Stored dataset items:
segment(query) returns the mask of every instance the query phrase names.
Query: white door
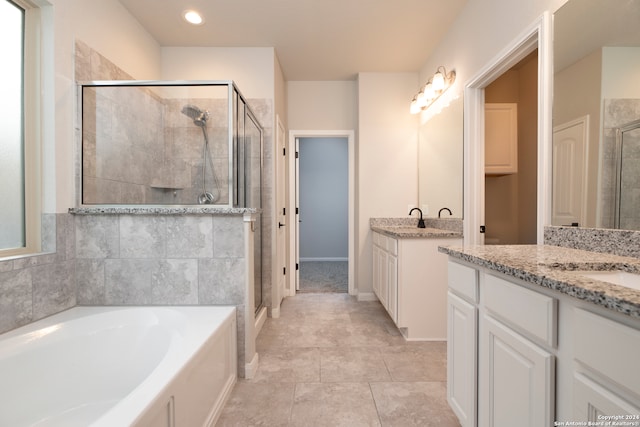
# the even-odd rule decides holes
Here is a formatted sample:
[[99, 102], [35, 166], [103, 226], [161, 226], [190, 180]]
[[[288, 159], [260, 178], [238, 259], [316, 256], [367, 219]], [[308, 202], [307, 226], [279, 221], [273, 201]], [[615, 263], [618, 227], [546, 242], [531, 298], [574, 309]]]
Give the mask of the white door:
[[[276, 116], [277, 130], [276, 140], [278, 152], [276, 153], [276, 218], [278, 220], [278, 228], [276, 230], [276, 266], [277, 266], [277, 293], [276, 298], [279, 306], [280, 300], [287, 295], [287, 212], [286, 212], [286, 168], [287, 168], [287, 152], [285, 131], [280, 117]], [[289, 214], [291, 216], [291, 214]]]
[[583, 225], [589, 116], [553, 129], [552, 225]]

The problem: With pictures excluded, the lines running from the one containing "Query: white door" through the last line of the records above are to be restated exactly and in full.

Result:
Query: white door
# the even-odd rule decides holes
Here is a formatted sample:
[[99, 102], [35, 166], [103, 226], [161, 226], [190, 180]]
[[[288, 159], [260, 178], [238, 259], [316, 256], [367, 219]], [[308, 202], [307, 226], [279, 221], [273, 201]], [[615, 263], [618, 227], [546, 242], [531, 298], [574, 309]]]
Give the mask of the white door:
[[[276, 116], [277, 130], [276, 140], [278, 152], [276, 153], [276, 218], [278, 220], [278, 228], [276, 230], [276, 266], [277, 266], [277, 293], [276, 298], [279, 306], [280, 300], [287, 295], [287, 212], [286, 212], [286, 168], [287, 168], [287, 152], [285, 131], [280, 117]], [[289, 214], [291, 216], [291, 214]]]
[[583, 225], [589, 116], [553, 129], [552, 225]]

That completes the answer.